EXERCISE REQUIREMENTS: Repeat all of the records word for word, but skip any picture.

Point-per-instance localization data
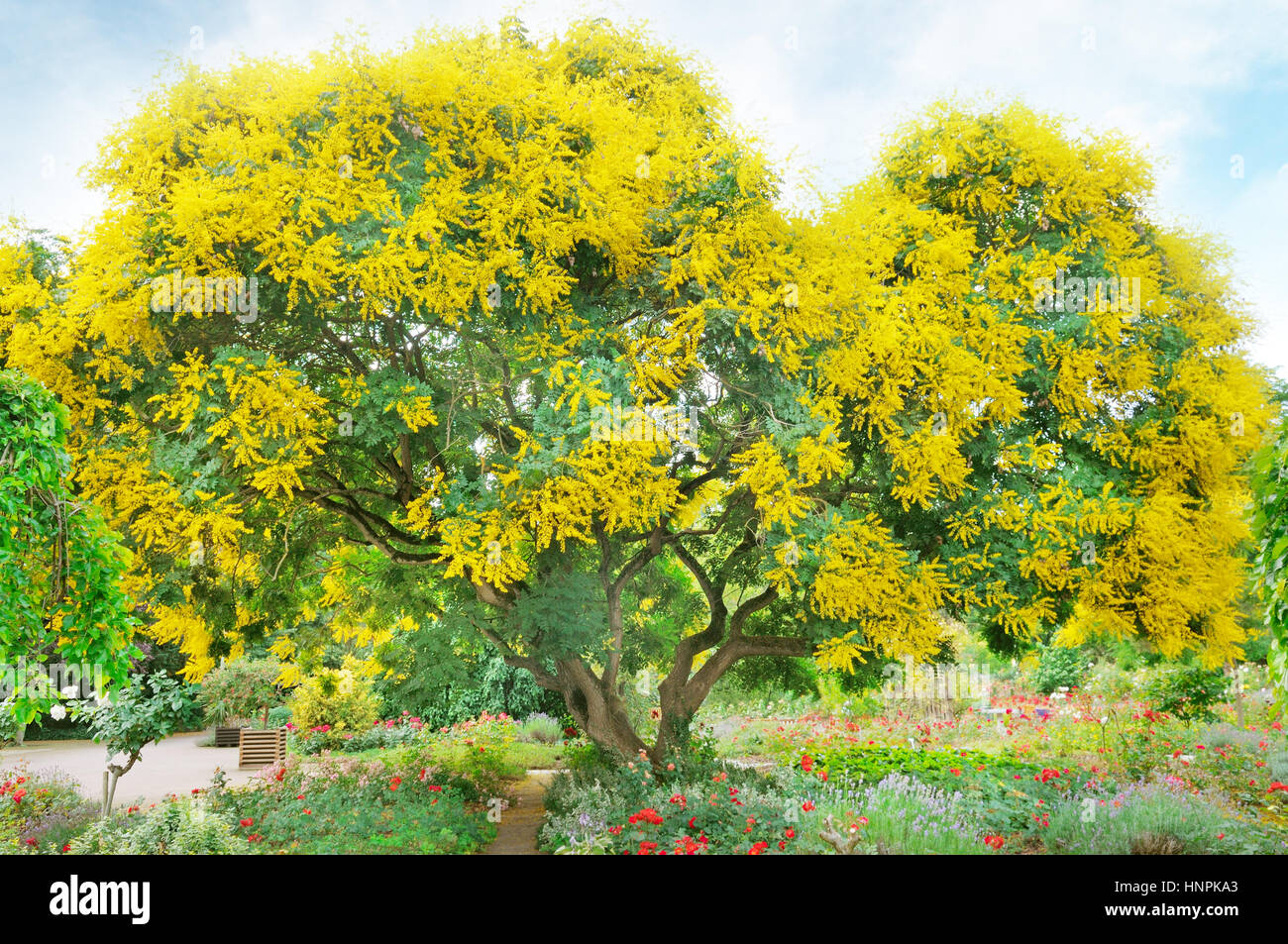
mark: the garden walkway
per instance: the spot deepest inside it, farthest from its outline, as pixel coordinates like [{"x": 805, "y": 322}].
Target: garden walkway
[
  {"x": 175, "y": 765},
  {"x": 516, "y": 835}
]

REPLY TO THE EXERCISE:
mark: the garden walkway
per instance: the spot deepest inside it, farthest from its outline, as pixel coordinates like [{"x": 805, "y": 322}].
Target: garden walkway
[
  {"x": 175, "y": 765},
  {"x": 516, "y": 835}
]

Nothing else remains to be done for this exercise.